GOAL OF THE EXERCISE:
Word for word, restate every line of the material.

Rows from a dataset
◆ ◆ ◆ ◆

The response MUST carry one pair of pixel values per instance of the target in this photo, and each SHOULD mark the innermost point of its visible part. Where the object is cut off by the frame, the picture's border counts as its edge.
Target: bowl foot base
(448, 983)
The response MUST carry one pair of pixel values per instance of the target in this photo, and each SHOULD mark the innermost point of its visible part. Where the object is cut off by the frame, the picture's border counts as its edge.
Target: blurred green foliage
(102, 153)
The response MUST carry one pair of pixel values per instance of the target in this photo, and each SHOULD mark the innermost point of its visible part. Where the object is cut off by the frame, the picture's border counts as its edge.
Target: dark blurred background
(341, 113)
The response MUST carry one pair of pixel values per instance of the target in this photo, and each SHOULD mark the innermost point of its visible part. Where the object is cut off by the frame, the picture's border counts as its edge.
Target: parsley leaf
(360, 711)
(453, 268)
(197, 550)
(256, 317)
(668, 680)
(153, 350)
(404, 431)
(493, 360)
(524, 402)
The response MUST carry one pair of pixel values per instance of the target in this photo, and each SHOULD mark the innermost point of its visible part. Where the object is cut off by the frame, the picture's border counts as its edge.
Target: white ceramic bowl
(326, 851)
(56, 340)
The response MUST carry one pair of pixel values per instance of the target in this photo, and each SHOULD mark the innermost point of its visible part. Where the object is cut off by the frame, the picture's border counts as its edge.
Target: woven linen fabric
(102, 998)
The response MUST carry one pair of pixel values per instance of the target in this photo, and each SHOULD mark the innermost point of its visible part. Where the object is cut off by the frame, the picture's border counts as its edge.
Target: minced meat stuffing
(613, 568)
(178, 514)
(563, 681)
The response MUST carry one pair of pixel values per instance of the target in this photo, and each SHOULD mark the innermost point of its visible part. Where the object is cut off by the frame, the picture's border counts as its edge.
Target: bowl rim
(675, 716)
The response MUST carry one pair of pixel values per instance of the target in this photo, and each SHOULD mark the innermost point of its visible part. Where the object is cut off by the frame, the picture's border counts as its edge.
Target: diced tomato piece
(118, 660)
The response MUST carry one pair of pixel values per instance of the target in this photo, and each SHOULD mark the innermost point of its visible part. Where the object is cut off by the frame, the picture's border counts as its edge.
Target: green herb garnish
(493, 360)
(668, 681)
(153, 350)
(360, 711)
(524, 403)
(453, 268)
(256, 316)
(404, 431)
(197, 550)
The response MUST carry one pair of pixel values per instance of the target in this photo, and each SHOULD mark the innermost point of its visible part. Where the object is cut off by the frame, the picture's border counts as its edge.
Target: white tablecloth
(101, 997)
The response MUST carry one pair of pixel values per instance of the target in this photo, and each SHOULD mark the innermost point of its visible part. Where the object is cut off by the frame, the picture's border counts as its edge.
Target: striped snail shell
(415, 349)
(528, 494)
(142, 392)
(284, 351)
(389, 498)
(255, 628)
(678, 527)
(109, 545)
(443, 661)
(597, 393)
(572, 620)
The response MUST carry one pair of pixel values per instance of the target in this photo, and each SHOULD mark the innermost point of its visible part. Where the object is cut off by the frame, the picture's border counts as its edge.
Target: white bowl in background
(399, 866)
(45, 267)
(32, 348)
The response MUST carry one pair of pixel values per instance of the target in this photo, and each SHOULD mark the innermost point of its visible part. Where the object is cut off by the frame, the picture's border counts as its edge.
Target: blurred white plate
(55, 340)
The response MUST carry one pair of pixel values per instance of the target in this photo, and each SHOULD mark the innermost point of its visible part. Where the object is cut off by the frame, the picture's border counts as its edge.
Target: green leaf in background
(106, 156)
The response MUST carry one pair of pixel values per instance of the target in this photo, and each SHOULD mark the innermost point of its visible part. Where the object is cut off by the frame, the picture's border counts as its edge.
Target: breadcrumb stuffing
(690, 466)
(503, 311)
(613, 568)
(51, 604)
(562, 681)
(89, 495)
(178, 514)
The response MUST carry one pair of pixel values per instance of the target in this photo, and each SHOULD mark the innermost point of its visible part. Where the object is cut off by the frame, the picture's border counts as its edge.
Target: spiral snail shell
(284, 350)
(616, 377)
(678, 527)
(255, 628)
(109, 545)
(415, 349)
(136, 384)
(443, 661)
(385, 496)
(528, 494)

◆ ◆ ◆ ◆

EXPECTED ANSWER:
The response MUST carry one pair of pixel values per instance of the target in this photo, and each SHOULD mark the innermost point of its visible part. Where the object is cut off by the frame, the picture's border counts as its edge.
Target: bowl foot base
(448, 983)
The response MUST carry one pair of pixel values per instance of the target in this photo, and each SHOULD mark the innermost point of its visible part. Where the object is cut off by the frame, the picture's border counts as its edge.
Target: blurred green foliage
(102, 153)
The response MUST carry one pair of pixel values per instance of the target in this photo, and each SHOULD mark the innermost point of its visible part. Where the object is cut off by the frame, the picture's border counts as its edge.
Target: dark blurred background
(341, 113)
The response MUST carry one pair of pixel values per instance of the target in this photo, and each SHOULD mark the innermost point of its visible part. Where the object is cut off by the frame, the picture's border counts as its edge.
Target: parsley leaf
(360, 711)
(453, 268)
(197, 550)
(256, 317)
(668, 680)
(153, 350)
(404, 431)
(493, 360)
(524, 402)
The response MUST carry one pair of pixel values per instance of the target in this photo, and each SHOULD mark the innermost point of its visible part. Where the object is cut off by the frame, the picture's border counts as its edge.
Target: white ceramic bowl
(326, 851)
(56, 340)
The response MUST carry one pair of pixel values per instance of the target in this photo, and each SHOULD mark the innermost point of its visible part. Where the object is cut off by the frame, the picture's border counts as its edge.
Target: woven linen fabric
(102, 998)
The response MUST carry one pair of pixel values per instance of the target in this photo, and each SHOULD mark the innermost point of its visible part. Where the object is cut off by the frame, the picture's border counts as its edge.
Target: minced meat stuffing
(613, 568)
(178, 514)
(563, 681)
The response MUST carry one pair of pixel values per instance of the target in this photo, and each SHOULD mark the innermost point of its visible part. Where the object is cut off by the frame, the picture's border counts as its edge.
Target: bowl rim
(675, 716)
The response MUST carry one pair of pixel values per instance of the target in this photo, and each SHOULD mark the innermost point of its visible part. Where the object is cut off by the frame, the picture's border counts as its edge.
Target: diced tomato piece
(118, 660)
The response MUST carry one pair of pixel values per instance of the target in this photo, and each SHOULD mark the innermost point of its visible part. Where the object is cut off by the frame, the picture's border counts as its edge.
Target: green herb garnish
(493, 360)
(668, 681)
(153, 350)
(360, 711)
(524, 403)
(453, 268)
(256, 316)
(404, 431)
(197, 550)
The response MUST carry one pair of pixel values per instance of the target in this photo, and each SHOULD mark the innermost point of its visible part. Where the object is cut off by the frame, the picture's border counts as its edge.
Target: white tablecloth
(101, 997)
The response MUST carry one pair of pixel values per instance of the target in this photo, and each SHOULD mark the innermost point of its visible part. Where the object is cut off by the frame, the picture's border counts as its edge.
Target: striped snail shell
(415, 349)
(528, 494)
(142, 392)
(284, 351)
(389, 498)
(255, 628)
(678, 527)
(109, 545)
(443, 661)
(597, 393)
(572, 620)
The response MUST carry one pair of pixel values per instance of the target in this photo, and each SHOULD mark the innermost point of its visible part. Where the object is cut off by the frame, the picture's border counts as its edge.
Target: white bowl in background
(399, 866)
(45, 267)
(32, 348)
The response MUST carry one pair of pixel values per instance of the target in this photo, and each SHOULD mark the innermost point of its visible part. Where the object is cut off by the frame, the picture's border counts as its edge.
Target: blurred white plate
(55, 340)
The response MUST carry one pair of pixel values per instance of the target in this photo, and each SHOULD mark the innermost point of its visible part. Where the object is cut off by the frame, the picture's border counts as its edge.
Target: green leaf in background
(106, 156)
The response MUST carry one pair of pixel values per instance of the target in this photo, and each SHOULD mark the innermost point of its visible part. Where the object is cut off by the frame, the picture's border counts as its edge.
Target: breadcrumb stuffing
(690, 466)
(503, 311)
(613, 568)
(51, 604)
(562, 681)
(89, 495)
(178, 514)
The response MUST carry one pair of pixel values per instance of the target in this photo, and each SHOULD mark the innermost point of its visible part. Where the object is cut off by the frame, the picture's border counts as its edge.
Target: spiral snail shell
(284, 350)
(616, 377)
(678, 527)
(255, 628)
(109, 545)
(415, 349)
(136, 384)
(443, 661)
(385, 496)
(528, 494)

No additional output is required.